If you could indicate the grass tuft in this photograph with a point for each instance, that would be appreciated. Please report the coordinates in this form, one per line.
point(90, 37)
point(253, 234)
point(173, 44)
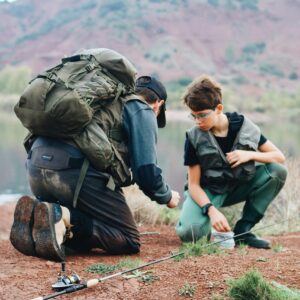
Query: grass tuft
point(102, 268)
point(252, 286)
point(187, 290)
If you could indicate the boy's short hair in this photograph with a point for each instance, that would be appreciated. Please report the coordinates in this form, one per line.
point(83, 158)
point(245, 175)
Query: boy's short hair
point(203, 93)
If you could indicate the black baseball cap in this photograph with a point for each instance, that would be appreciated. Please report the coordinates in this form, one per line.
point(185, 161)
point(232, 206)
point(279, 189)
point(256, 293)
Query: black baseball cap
point(158, 88)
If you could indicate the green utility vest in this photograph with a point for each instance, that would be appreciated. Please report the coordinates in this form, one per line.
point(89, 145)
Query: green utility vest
point(81, 102)
point(216, 173)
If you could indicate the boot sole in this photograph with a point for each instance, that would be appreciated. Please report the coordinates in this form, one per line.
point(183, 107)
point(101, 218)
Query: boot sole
point(44, 233)
point(21, 231)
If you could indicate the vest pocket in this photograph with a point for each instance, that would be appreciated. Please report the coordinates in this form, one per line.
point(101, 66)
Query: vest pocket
point(209, 157)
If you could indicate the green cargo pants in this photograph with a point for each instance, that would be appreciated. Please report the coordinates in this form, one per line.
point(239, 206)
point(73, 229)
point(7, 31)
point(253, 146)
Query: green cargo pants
point(258, 193)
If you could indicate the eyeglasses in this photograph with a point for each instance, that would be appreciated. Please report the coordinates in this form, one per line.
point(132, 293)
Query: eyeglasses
point(201, 115)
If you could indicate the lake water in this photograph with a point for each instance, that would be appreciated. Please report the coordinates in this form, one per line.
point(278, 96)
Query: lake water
point(170, 151)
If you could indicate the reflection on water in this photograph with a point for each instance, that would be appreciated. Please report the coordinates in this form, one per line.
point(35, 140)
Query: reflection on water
point(170, 151)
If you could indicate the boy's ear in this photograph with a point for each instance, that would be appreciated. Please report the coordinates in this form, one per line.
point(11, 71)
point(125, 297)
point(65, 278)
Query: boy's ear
point(219, 108)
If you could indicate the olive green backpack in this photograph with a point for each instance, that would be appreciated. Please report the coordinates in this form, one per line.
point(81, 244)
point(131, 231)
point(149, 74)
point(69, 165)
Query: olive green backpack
point(61, 101)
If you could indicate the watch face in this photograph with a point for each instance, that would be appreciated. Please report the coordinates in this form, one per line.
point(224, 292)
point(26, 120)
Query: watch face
point(206, 208)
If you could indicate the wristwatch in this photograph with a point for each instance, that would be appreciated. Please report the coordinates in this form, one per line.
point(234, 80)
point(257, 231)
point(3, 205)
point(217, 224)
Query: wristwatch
point(205, 208)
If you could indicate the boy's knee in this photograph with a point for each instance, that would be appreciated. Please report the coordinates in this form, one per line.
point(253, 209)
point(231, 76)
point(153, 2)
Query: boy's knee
point(277, 171)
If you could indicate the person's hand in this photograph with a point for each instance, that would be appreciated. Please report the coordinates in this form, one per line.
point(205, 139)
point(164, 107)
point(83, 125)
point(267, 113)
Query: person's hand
point(174, 200)
point(238, 157)
point(218, 220)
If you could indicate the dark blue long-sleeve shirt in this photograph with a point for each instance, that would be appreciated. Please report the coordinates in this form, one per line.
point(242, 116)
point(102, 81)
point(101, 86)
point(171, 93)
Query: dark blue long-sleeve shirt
point(140, 125)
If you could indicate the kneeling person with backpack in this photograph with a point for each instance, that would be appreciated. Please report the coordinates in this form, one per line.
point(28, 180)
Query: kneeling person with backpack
point(92, 131)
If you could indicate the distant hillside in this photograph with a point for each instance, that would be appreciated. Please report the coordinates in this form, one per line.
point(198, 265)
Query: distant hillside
point(250, 43)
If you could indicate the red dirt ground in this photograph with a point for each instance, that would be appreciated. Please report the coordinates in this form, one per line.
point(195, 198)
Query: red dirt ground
point(24, 277)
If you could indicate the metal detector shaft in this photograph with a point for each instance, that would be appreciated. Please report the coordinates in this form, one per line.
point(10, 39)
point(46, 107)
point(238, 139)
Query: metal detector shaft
point(93, 282)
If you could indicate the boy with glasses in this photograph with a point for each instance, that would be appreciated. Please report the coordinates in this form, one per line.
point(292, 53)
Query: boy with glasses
point(229, 161)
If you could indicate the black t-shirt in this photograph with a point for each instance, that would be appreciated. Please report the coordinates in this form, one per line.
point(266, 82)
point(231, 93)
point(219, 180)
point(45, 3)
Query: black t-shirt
point(225, 143)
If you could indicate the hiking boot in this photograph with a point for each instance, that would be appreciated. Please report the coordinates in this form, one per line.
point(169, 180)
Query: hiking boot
point(21, 230)
point(253, 241)
point(50, 230)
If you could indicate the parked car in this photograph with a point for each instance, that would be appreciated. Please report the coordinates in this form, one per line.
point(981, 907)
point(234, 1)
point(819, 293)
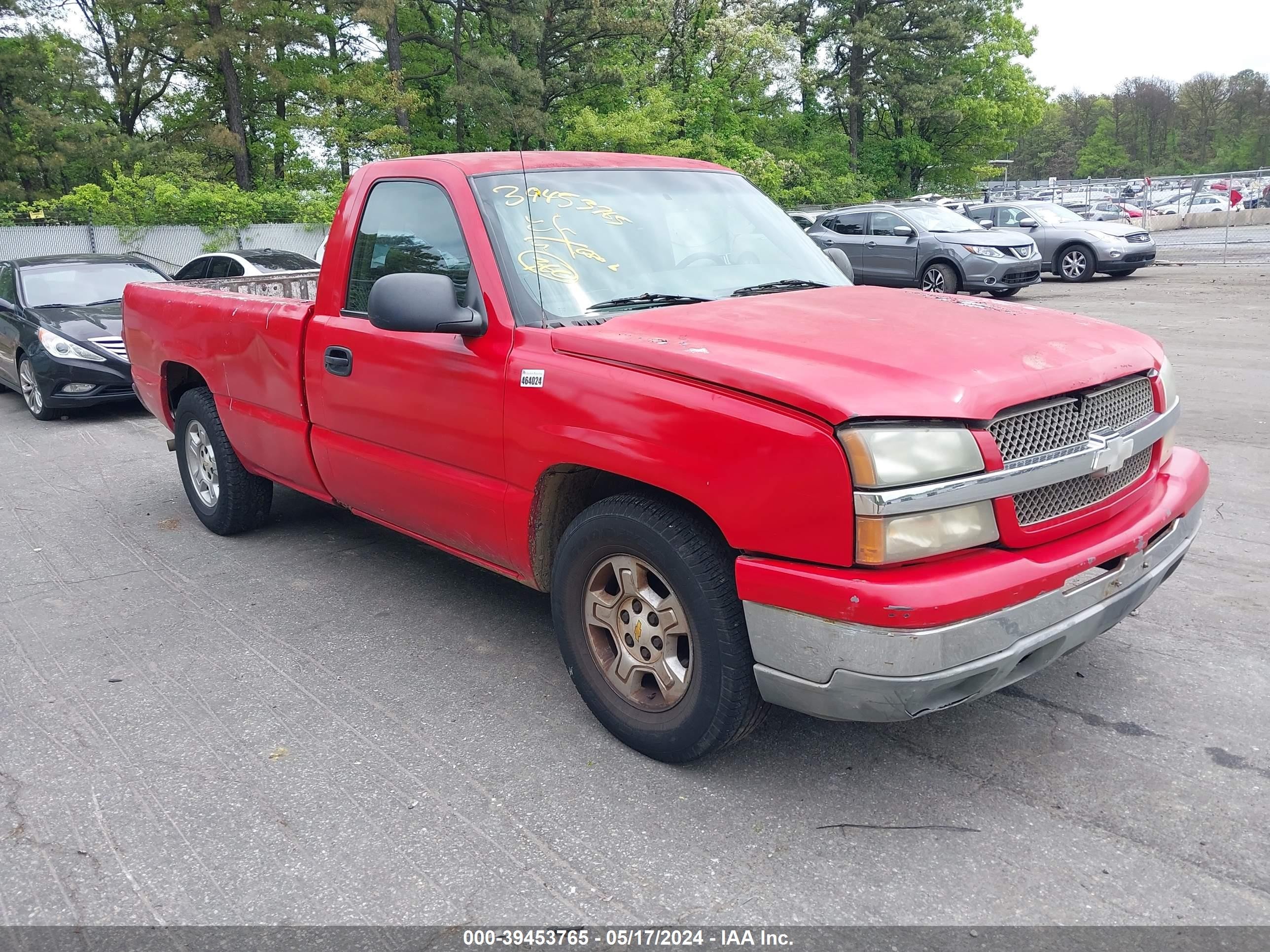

● ● ● ● ●

DESCRIPTION OF THE TASK. Print the listing word for word but skip its pictures.

EXPECTED OUTPUT.
If you could indicate the grass tuft in this photograph with a point for each instance, that would be appreciated. Please report the coordinates in this form, one per line.
point(90, 37)
point(253, 234)
point(173, 44)
Query: grass tuft
point(102, 268)
point(252, 286)
point(187, 290)
If you could indicate the boy's short hair in this photograph with a point for each instance, that would be appreciated. Please report the coordinates in this form, one per line.
point(83, 158)
point(245, 175)
Query: boy's short hair
point(203, 93)
If you could indicate the black baseball cap in this photograph with a point for each instance, that would be appreciated. Please report the coordinates in this form, one per line.
point(185, 161)
point(232, 206)
point(279, 189)
point(256, 293)
Query: black baseball cap
point(158, 88)
If you could indicate the green utility vest in this photograph with a point for each instance, that would be appreciated. Please report the coordinates in this form, one per line.
point(89, 145)
Query: green utility vest
point(81, 102)
point(216, 173)
If you could indicate the boot sole in this photograph with a point for each instance, that would be appreciated. Please report the coordinates in this form, one per line.
point(183, 107)
point(101, 218)
Query: boot sole
point(44, 233)
point(21, 231)
If you could indicate the vest pocket in this photograph with a point for each instance, that would be appreciated. Please report the coordinates in this form, one per line.
point(101, 66)
Query: vest pocket
point(209, 157)
If you could indicate the green cargo pants in this photograph with a point for each instance, that would be appreciated. Please report the coordinates in this form, one per line.
point(239, 206)
point(73, 229)
point(7, 31)
point(253, 146)
Query: green cargo pants
point(258, 193)
If you could indicate the eyeglasses in this photograph with a point for each instance, that would be appreciated. Please report the coordinates in this form, one per line.
point(132, 293)
Query: eyeglasses
point(201, 115)
If you could indicate the lake water in this photograph with a point for each instance, that would be appreciated. Please report the coordinates in this form, one per line.
point(278, 96)
Query: lake water
point(170, 151)
If you could indicate the reflection on water in this photograph with a point for each instance, that would be appreciated. Please report the coordinates in this form, one per line.
point(35, 140)
Query: reflection on water
point(170, 151)
If you could indicate the boy's ear in this photograph with a point for each instance, that would be appreciated. Please report the coordinates in this form, one per line.
point(11, 71)
point(125, 297)
point(65, 278)
Query: boy's ear
point(219, 108)
If you could indicate the olive green backpack in this photograph with a point for each instance, that would be appreciated. Please report the coordinates in this form, one per line.
point(81, 244)
point(131, 231)
point(149, 74)
point(69, 165)
Query: olive green backpack
point(61, 101)
If you could indicate the watch face in this photograph with a point for each instance, that would be appreciated. Please report the coordinates in this form, one per line.
point(224, 292)
point(26, 120)
Query: watch face
point(206, 208)
If you could indicate the wristwatch in this photograph with a point for each instance, that would be appreciated. Please report the coordinates in this form, one per line.
point(234, 80)
point(257, 231)
point(3, 205)
point(217, 224)
Query: wristwatch
point(205, 208)
If you could indicate the boy's knee in this photograph with a point for each instance, that would be appreciated. Please report the coordinates in this form, one per line.
point(253, 209)
point(231, 76)
point(153, 2)
Query: boy's knee
point(277, 171)
If you could indicate the person's hand in this photograph with a point for each instance, that would be appreciated. Please report the coordinates in this form, one per line.
point(205, 139)
point(164, 107)
point(83, 125)
point(267, 113)
Query: person's hand
point(174, 200)
point(238, 157)
point(218, 220)
If you could indicate the dark blue long-sleeve shirt in this photograph with a point for each instance, that would be appreciated. Please report the coordinates in this form, one per line.
point(242, 116)
point(102, 81)
point(101, 86)
point(171, 93)
Query: dark blue long-sleeve shirt
point(140, 125)
If you could indicate the kneeling person with backpack in this photograph with a point for each instance, that would be appreciated. Please report the coordinates in this form, one per line.
point(28, 180)
Query: kneeling person with backpack
point(92, 131)
If you could indicate the distant hillside in this photograph with a point for each instance, that would be appreciated. Please report the coordinates in this form, one per line.
point(198, 265)
Query: distant hillside
point(250, 43)
If you could indicate the red dirt ground in this photograph with a point for each instance, that would be appreciated. Please report the coordinates in this form, one per line.
point(195, 198)
Query: red dirt ground
point(24, 277)
If you could indicate the metal detector shaft in this photograph with a point for each instance, that would be appreciated. Please report the coordinates in this form, one per line.
point(10, 39)
point(46, 107)
point(238, 139)
Query: metal detector shaft
point(93, 282)
If you could indicate the boy with glasses in this photograph with a point for each instance, that would be appreciated. Please report the coordinates in this form, one per line.
point(292, 53)
Query: boy with glasses
point(229, 161)
If you could indicate the black t-shirt in this photograph with a point for each instance, that would be appreciated. Please report the coordinates in this form, one per line.
point(266, 82)
point(231, 93)
point(219, 180)
point(45, 3)
Query: black t-shirt
point(225, 143)
If you could indicate the hiking boot in this photograph with a point for each instance, that would be appreciated. Please report the coordinates in this form, one per line.
point(169, 180)
Query: hiking boot
point(21, 230)
point(253, 241)
point(50, 230)
If you could indicate the parked car in this photograph with a point for each instance, that would be appreciated. Please report the coordinates in this form, one per line.
point(981, 907)
point(234, 1)
point(819, 293)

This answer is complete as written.